_Ejercicio A_
Según el texto sobre el reto del cubo de hielo, ¿a qué entidad anuncia su donativo quien participa en el reto?
_Ejercicio B_
Enumera todas las acciones que, según el texto sobre el reto del cubo de hielo, realiza quien participa en el reto.
_Ejercicio C_
Transcribe del texto sobre el reto del cubo de hielo el fragmento que va desde "Por el Observatorio" hasta "millones de dólares?", ambos incluidos.

_Texto de estudio_
______
Por el Observatorio Sudamericano de Patentes
La herramienta para ello es el “reto del cubo de hielo” (ice bucket challenge): alguien se echa un cubo de agua helada por encima, graba la gesta y lo publica, anuncia que hace un donativo a la Asociación del ELA, y desafía a otra u otras personas concretas a que hagan lo mismo. ¿Qué podría objetarse con tan contundente muestra de solidaridad mundial? ¿Qué puede parecernos perverso del hecho de que los enfermos de ELA reciban cien millones de dólares?
______
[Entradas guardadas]

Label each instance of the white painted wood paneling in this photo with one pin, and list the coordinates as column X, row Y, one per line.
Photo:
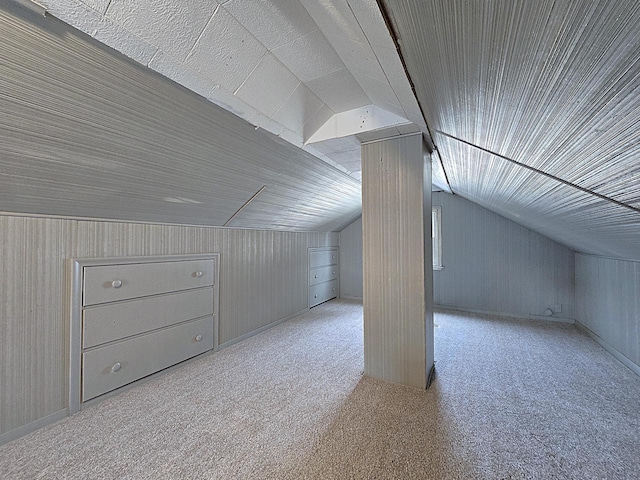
column 496, row 265
column 549, row 90
column 398, row 320
column 87, row 132
column 351, row 260
column 263, row 278
column 608, row 302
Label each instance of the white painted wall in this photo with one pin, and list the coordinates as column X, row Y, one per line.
column 608, row 302
column 496, row 265
column 263, row 278
column 351, row 260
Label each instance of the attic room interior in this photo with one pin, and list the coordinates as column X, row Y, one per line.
column 319, row 239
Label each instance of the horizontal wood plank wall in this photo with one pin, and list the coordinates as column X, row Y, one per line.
column 263, row 278
column 351, row 260
column 496, row 265
column 608, row 302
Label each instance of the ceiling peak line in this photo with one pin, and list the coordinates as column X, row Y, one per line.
column 395, row 37
column 540, row 172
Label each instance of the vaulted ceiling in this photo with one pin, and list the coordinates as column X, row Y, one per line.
column 535, row 110
column 533, row 107
column 287, row 66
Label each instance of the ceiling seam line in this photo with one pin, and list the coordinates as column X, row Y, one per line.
column 215, row 11
column 387, row 20
column 253, row 197
column 548, row 175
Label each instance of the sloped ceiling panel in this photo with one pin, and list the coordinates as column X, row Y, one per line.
column 570, row 216
column 86, row 132
column 551, row 85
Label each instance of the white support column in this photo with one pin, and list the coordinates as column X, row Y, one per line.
column 398, row 273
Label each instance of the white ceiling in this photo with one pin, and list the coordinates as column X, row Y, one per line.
column 535, row 109
column 287, row 66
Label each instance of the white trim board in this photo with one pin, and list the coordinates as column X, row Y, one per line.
column 618, row 356
column 31, row 427
column 509, row 315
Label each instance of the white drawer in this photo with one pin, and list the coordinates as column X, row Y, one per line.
column 111, row 366
column 321, row 258
column 322, row 292
column 323, row 274
column 114, row 321
column 108, row 283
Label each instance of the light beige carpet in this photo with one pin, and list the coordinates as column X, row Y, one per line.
column 511, row 399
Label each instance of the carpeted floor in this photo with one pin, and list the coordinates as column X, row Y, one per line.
column 512, row 399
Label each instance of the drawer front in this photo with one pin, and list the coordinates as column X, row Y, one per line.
column 112, row 366
column 322, row 292
column 321, row 258
column 108, row 283
column 114, row 321
column 323, row 274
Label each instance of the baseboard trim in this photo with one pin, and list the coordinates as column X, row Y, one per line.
column 618, row 356
column 62, row 414
column 260, row 330
column 508, row 315
column 16, row 433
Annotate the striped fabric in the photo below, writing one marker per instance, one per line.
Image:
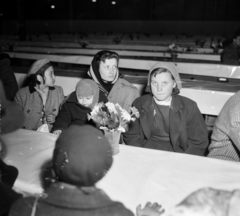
(225, 139)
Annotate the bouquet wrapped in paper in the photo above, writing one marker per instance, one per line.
(114, 120)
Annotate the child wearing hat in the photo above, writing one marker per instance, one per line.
(77, 106)
(82, 157)
(41, 99)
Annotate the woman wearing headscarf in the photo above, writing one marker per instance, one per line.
(41, 99)
(167, 120)
(113, 87)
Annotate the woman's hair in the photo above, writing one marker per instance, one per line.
(33, 81)
(103, 55)
(157, 71)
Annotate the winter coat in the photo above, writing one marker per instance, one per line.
(225, 139)
(71, 113)
(65, 201)
(31, 102)
(188, 131)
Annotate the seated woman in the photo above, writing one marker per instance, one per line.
(80, 159)
(225, 139)
(40, 100)
(77, 106)
(113, 87)
(167, 121)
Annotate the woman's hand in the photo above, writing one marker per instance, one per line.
(150, 210)
(50, 118)
(57, 132)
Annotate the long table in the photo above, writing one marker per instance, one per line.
(138, 175)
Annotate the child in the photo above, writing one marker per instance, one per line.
(77, 106)
(40, 100)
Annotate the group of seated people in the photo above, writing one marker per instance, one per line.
(168, 121)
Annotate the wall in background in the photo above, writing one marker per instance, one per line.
(220, 28)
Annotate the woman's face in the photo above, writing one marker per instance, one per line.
(108, 69)
(162, 85)
(85, 101)
(49, 77)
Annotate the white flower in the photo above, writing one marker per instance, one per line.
(122, 129)
(111, 107)
(125, 115)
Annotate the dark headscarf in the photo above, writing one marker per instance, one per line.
(94, 73)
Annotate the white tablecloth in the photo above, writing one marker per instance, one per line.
(138, 175)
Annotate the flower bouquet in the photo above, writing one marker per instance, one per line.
(114, 120)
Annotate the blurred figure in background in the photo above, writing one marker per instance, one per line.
(231, 53)
(225, 139)
(11, 119)
(7, 76)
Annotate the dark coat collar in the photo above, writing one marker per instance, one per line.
(73, 99)
(147, 117)
(32, 89)
(176, 103)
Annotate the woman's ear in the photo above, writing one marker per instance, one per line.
(174, 84)
(40, 79)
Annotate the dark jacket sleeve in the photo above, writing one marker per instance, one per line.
(134, 136)
(8, 78)
(230, 55)
(197, 133)
(63, 119)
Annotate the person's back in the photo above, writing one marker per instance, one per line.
(225, 139)
(65, 200)
(81, 158)
(77, 106)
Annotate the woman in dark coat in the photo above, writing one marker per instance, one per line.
(167, 120)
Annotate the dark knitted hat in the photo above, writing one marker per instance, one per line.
(82, 155)
(39, 66)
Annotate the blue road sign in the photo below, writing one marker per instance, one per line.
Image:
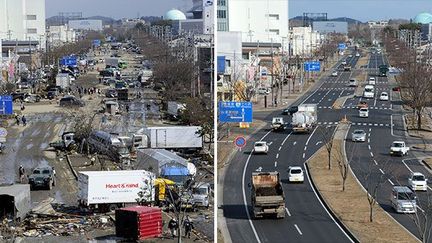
(68, 61)
(312, 66)
(233, 111)
(6, 105)
(240, 141)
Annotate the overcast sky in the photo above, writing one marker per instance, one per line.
(116, 8)
(362, 10)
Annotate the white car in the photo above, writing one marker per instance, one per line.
(261, 147)
(295, 174)
(384, 96)
(364, 112)
(417, 181)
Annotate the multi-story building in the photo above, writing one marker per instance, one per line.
(262, 21)
(23, 20)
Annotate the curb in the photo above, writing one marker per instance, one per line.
(339, 222)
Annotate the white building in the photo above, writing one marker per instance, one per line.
(58, 35)
(258, 20)
(23, 20)
(303, 41)
(86, 24)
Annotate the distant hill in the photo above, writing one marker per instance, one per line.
(57, 20)
(349, 20)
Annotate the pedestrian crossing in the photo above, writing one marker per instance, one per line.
(357, 124)
(355, 107)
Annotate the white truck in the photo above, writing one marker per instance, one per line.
(305, 119)
(399, 148)
(108, 190)
(278, 123)
(63, 80)
(168, 137)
______
_Respuesta del ejercicio A_
A la Asociación del ELA.

_Respuesta del ejercicio B_
- Se echa un cubo de agua helada por encima.
- Graba la gesta.
- Lo publica.
- Anuncia que hace un donativo a la Asociación del ELA.
- Desafía a otra u otras personas concretas a que hagan lo mismo.

_Respuesta del ejercicio C_
Por el Observatorio Sudamericano de Patentes
La herramienta para ello es el “reto del cubo de hielo” (ice bucket challenge): alguien se echa un cubo de agua helada por encima, graba la gesta y lo publica, anuncia que hace un donativo a la Asociación del ELA, y desafía a otra u otras personas concretas a que hagan lo mismo. ¿Qué podría objetarse con tan contundente muestra de solidaridad mundial? ¿Qué puede parecernos perverso del hecho de que los enfermos de ELA reciban cien millones de dólares?